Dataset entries
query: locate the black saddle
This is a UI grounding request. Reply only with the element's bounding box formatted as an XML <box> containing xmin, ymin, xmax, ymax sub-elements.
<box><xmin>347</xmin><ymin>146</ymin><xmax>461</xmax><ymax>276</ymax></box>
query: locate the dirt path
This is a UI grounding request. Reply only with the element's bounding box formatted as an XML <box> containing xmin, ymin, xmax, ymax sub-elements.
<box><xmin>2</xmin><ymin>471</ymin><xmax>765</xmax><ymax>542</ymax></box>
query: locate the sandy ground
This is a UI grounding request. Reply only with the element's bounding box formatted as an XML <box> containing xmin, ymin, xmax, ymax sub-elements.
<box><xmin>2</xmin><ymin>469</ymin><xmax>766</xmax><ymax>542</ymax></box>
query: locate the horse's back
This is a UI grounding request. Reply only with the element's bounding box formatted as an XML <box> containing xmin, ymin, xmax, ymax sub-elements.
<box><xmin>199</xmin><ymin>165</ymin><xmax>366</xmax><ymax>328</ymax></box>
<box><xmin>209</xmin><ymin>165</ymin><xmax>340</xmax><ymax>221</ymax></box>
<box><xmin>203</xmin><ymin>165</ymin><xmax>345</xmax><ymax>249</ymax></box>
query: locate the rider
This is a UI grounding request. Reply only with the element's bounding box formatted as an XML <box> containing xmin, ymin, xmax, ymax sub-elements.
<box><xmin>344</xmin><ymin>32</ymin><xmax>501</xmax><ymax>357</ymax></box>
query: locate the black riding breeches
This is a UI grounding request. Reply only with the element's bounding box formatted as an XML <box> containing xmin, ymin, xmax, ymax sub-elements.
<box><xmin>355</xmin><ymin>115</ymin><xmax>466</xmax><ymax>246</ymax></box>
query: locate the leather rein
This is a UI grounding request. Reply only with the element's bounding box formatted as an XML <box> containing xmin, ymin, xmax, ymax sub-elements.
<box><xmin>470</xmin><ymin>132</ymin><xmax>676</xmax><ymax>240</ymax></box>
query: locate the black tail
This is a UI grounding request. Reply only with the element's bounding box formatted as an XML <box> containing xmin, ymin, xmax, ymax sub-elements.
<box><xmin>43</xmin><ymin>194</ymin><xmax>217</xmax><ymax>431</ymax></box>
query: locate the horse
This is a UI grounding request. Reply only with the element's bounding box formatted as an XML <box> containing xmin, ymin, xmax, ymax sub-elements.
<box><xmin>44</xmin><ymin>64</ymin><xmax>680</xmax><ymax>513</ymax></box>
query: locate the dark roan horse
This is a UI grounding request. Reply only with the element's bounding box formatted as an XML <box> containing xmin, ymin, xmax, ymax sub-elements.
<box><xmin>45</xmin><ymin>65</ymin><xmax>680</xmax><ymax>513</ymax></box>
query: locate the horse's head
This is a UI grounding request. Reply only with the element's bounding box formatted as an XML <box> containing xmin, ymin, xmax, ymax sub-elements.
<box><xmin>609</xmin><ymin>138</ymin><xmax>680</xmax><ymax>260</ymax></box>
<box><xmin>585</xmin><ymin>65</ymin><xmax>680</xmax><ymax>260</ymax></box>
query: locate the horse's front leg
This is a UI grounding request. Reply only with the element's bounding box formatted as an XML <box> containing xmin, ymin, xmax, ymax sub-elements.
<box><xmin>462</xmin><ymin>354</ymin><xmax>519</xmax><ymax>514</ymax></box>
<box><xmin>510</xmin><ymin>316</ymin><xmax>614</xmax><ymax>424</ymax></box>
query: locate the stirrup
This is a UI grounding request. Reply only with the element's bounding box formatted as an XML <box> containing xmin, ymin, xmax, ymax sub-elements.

[WHAT IS REQUIRED]
Count every line of the records that includes "horse", and give that number with no other words.

[ANSWER BOX]
5